— BEGIN Records to use —

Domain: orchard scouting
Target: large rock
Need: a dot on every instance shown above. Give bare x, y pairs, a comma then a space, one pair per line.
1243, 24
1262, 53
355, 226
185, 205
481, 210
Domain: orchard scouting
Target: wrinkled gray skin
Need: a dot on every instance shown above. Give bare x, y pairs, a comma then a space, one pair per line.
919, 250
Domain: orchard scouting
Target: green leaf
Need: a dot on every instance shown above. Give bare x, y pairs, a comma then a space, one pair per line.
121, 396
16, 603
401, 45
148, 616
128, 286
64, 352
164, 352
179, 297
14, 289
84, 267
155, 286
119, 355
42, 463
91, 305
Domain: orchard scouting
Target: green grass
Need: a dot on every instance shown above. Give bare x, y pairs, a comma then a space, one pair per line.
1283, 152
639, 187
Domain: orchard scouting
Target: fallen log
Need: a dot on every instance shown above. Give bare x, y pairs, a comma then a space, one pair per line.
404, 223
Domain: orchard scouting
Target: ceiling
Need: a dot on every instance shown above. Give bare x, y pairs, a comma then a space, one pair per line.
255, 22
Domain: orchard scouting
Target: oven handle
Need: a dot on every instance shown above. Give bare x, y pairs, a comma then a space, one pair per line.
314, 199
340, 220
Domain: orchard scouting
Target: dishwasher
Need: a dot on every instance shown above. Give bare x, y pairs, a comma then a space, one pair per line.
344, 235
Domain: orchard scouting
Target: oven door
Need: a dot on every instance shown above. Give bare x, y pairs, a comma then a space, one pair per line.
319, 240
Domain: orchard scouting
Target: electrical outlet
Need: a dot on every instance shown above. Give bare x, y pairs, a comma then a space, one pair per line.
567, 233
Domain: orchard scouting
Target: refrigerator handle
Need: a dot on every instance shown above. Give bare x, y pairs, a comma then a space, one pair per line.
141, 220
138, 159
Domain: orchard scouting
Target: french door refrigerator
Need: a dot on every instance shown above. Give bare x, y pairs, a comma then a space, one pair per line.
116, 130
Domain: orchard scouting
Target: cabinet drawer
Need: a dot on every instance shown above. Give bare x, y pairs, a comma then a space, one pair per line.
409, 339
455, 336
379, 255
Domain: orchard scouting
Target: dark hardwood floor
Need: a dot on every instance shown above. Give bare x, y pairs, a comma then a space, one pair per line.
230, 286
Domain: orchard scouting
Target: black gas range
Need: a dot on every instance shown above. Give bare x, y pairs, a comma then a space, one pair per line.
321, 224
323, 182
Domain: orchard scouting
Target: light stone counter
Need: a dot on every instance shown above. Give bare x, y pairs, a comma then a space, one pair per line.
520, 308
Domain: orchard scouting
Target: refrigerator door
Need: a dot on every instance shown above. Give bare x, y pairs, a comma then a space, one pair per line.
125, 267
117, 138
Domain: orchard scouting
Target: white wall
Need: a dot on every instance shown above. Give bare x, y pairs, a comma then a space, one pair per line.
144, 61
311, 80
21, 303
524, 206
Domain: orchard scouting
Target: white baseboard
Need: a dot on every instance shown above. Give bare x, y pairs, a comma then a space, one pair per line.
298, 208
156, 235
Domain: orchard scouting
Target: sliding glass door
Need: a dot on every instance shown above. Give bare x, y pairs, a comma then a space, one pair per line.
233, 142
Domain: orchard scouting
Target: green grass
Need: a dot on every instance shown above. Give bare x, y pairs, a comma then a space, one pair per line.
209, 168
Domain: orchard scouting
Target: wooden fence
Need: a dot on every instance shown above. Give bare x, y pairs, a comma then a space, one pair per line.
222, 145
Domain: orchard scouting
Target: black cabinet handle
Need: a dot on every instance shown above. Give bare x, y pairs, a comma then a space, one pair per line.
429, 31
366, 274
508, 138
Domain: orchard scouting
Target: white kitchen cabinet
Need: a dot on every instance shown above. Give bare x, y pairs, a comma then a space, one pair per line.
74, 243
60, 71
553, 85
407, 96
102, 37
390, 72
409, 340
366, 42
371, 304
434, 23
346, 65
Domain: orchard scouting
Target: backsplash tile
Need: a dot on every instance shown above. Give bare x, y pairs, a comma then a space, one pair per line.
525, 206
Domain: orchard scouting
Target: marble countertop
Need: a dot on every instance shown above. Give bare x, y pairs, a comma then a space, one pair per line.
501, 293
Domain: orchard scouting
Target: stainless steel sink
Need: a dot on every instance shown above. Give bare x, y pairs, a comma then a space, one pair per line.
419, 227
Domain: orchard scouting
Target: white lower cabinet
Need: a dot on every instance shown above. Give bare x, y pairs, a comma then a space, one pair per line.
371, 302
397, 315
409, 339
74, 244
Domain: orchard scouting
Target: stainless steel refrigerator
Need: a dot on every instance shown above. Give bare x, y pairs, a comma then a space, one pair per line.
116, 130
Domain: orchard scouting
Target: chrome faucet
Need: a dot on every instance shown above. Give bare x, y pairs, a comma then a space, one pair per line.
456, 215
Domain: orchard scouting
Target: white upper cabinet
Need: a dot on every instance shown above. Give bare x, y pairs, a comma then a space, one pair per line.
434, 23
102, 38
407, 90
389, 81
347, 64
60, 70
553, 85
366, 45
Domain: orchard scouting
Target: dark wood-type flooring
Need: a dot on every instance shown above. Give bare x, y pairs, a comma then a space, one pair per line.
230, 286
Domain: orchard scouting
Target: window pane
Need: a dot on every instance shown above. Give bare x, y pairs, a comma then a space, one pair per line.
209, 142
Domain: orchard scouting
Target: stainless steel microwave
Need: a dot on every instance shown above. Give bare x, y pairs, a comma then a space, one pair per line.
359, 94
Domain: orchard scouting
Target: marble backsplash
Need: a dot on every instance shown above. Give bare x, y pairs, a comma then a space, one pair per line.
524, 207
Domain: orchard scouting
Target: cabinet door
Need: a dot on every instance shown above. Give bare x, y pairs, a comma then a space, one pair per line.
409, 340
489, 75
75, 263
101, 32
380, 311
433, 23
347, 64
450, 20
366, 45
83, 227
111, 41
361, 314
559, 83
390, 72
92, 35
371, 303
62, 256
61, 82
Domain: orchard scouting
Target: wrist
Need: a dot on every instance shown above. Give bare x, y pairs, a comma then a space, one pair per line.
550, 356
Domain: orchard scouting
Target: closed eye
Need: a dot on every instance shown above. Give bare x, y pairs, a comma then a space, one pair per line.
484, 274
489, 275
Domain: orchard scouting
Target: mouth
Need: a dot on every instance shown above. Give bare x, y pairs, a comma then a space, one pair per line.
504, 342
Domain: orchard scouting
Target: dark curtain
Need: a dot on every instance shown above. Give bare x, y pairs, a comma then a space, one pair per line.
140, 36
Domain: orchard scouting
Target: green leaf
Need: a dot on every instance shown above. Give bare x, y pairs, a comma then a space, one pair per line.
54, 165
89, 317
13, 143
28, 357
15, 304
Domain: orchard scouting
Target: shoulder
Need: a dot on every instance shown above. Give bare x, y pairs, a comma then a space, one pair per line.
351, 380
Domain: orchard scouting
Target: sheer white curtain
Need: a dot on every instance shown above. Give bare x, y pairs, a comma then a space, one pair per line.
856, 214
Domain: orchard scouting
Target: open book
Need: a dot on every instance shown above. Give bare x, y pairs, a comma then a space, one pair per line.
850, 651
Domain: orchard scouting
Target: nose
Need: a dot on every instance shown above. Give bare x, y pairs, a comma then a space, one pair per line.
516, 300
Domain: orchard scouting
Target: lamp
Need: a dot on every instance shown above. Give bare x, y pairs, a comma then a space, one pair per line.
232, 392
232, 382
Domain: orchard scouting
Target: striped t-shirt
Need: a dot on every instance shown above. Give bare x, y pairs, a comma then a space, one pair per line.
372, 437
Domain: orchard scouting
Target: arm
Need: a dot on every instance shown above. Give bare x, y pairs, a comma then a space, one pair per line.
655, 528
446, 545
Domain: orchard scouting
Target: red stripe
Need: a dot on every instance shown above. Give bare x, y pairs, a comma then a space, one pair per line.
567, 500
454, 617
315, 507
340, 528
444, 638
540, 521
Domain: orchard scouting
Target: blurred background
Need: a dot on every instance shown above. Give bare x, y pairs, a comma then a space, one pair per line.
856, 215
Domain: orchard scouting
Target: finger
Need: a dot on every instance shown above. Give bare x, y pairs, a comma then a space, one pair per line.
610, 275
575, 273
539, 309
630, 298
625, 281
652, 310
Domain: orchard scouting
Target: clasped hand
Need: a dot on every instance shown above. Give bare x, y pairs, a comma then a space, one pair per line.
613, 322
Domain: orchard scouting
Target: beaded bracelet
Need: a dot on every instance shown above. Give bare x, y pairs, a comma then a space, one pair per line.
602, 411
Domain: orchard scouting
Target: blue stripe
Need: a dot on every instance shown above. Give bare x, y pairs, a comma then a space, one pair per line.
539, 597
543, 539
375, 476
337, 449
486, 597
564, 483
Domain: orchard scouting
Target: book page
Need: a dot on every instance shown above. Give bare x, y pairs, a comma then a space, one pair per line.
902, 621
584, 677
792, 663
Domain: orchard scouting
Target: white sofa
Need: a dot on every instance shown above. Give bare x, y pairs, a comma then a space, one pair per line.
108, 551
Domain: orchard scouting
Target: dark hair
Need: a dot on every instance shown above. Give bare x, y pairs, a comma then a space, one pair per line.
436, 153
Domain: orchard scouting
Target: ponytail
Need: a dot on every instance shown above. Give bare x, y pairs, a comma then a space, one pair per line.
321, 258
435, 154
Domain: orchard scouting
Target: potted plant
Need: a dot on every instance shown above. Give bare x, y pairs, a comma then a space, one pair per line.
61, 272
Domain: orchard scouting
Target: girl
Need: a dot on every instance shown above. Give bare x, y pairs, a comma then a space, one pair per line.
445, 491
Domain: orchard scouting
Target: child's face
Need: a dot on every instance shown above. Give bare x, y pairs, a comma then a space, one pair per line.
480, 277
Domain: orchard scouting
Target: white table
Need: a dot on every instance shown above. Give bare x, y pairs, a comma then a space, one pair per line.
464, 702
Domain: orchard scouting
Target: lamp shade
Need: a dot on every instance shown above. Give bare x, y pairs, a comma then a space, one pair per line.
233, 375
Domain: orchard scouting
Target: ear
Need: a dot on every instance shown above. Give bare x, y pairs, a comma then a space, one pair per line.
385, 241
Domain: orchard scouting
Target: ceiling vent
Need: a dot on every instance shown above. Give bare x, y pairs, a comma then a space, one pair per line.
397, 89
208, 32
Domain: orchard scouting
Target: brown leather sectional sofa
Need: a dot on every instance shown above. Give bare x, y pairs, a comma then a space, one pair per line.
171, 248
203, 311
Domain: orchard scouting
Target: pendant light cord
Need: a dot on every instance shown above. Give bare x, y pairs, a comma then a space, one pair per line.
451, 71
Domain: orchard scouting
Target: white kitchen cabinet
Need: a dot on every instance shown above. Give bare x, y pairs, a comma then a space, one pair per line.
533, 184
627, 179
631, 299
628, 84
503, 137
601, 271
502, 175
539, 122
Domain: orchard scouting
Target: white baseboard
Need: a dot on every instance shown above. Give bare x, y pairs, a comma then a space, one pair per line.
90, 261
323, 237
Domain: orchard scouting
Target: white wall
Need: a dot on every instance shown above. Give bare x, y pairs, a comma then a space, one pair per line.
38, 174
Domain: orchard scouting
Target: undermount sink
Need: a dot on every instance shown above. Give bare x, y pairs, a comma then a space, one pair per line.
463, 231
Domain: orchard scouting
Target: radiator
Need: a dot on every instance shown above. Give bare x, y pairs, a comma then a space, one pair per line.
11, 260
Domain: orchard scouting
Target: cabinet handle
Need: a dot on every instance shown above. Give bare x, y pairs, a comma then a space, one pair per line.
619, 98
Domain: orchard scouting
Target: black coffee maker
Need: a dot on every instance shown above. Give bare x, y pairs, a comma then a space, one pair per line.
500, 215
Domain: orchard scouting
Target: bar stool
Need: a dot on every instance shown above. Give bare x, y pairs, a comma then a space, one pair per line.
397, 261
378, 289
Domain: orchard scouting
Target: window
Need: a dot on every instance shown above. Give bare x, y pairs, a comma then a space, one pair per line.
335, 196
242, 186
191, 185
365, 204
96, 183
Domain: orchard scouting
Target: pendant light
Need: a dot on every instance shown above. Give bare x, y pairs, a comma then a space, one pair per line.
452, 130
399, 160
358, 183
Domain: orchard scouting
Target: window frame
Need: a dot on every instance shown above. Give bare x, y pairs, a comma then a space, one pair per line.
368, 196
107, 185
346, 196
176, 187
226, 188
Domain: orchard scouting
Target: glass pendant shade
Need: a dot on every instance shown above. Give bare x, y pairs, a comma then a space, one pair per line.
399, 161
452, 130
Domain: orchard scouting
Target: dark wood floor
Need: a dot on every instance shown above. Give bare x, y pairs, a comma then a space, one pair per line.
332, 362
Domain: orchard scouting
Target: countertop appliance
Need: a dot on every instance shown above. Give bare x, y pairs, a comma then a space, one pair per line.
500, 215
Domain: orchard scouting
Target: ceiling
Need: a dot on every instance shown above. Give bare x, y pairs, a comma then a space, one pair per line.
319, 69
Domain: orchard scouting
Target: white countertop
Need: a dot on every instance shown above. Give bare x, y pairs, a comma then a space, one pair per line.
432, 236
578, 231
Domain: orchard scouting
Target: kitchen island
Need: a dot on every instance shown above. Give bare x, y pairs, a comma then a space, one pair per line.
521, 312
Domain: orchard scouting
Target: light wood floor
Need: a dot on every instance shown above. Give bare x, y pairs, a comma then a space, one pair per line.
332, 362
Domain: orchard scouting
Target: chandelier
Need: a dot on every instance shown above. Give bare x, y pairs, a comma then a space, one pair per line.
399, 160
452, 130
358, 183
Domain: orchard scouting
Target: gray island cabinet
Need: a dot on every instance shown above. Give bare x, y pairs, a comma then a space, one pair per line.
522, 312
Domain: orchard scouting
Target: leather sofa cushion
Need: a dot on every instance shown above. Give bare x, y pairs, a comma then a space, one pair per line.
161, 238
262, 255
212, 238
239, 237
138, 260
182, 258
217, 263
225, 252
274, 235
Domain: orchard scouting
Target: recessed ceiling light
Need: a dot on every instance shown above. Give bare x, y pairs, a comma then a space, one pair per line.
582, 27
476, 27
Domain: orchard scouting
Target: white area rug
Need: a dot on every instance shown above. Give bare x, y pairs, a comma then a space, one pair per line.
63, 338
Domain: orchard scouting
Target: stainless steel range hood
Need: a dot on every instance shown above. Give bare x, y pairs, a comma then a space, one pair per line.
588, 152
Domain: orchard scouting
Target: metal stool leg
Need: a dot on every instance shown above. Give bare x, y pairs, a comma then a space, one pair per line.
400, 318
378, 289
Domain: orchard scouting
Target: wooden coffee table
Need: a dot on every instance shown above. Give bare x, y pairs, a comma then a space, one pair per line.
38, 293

— END Records to use —

Tally the lines of the listing above that contain the string "light", and give only that number.

5